Texte du document:
________________

Le fait qu’elle soit applicable sur l’intégralité du territoire communal, indépendamment de la localisation du projet de construction par rapport au littoral, a sans doute largement contribué à cette renommée.

En vertu de l’article L. 121-8 du Code de l’urbanisme (auparavant L. 146-4-I), dans les communes littorales « l’extension de l’urbanisation se réalise soit en continuité avec les agglomérations et villages existants (…) ».

Très vite la question s’est posée de savoir ce que recouvrait ces notions juridiques d’agglomération et de village.

Il faudra cependant attendre vingt ans pour que le Conseil d’État juge « qu’il résulte de ces dispositions (L. 121-8 du Code de l’urbanisme) que les constructions peuvent être autorisées dans les communes littorales en continuité avec les agglomérations et villages existants, c’est-à-dire avec les zones déjà urbanisées caractérisées par un nombre et une densité significatifs de constructions, mais que, en revanche, aucune construction ne peut être autorisée, même en continuité avec d’autres, dans les zones d’urbanisation diffuse éloignées de ces agglomérations et villages » [1].

________________

Liste des tâches:
(a) D'après le texte sur l'urbanisation des communes littorales, quel article du Code de l'urbanisme portait auparavant le numéro L. 146-4-I ?
(b) Recopiez le passage du texte sur l'urbanisation des communes littorales compris entre « Le fait qu’elle » et « à cette renommée. », bornes incluses.
(c) Poursuivez le texte sur l'urbanisation des communes littorales à partir de l'endroit où il s'arrête.

Données fournies:
________________

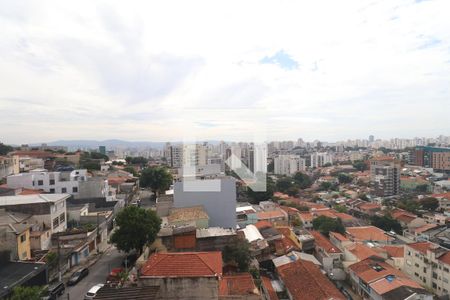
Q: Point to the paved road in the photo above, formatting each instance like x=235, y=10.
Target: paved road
x=112, y=258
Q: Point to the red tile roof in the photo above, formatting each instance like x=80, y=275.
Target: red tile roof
x=270, y=290
x=361, y=251
x=395, y=251
x=422, y=247
x=368, y=233
x=263, y=224
x=238, y=284
x=304, y=280
x=338, y=236
x=324, y=243
x=183, y=264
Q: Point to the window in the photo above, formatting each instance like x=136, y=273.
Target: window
x=62, y=218
x=55, y=222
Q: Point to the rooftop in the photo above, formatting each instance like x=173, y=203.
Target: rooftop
x=183, y=264
x=187, y=214
x=324, y=243
x=368, y=233
x=304, y=280
x=237, y=284
x=32, y=199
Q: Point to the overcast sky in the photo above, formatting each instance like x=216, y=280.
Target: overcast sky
x=232, y=70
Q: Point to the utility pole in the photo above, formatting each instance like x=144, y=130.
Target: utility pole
x=98, y=232
x=59, y=258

________________

Corrigé des exercices:
(a) L'article L. 121-8 du Code de l'urbanisme.

(b)
Le fait qu’elle soit applicable sur l’intégralité du territoire communal, indépendamment de la localisation du projet de construction par rapport au littoral, a sans doute largement contribué à cette renommée.

(c)
Une instruction gouvernementale du 7 décembre 2015 avait également apporté des précisions sur ces notions. Selon cette instruction, l’agglomération se définit comme : « un ensemble à caractère urbain composé de quartiers centraux d’une densité relativement importante comprenant un centre-ville ou un bourg et des quartiers de densité moindre présentant une continuité dans le tissu urbain ». Par ailleurs, elle définit un village comme « un noyau traditionnel, assez important pour avoir une vie propre tout au long de l’année [qui] se distingue du hameau par une taille plus importante et par le fait qu’il accueille encore ou a accueilli des éléments de vie collective, une place de village, une église, quelques commerces de proximité ou services publics, même si ces derniers n’existent plus compte tenu de l’évolution des modes de vie » [2].

Avant l’adoption de l’article 42 de la loi ELAN, les choses étaient relativement simples.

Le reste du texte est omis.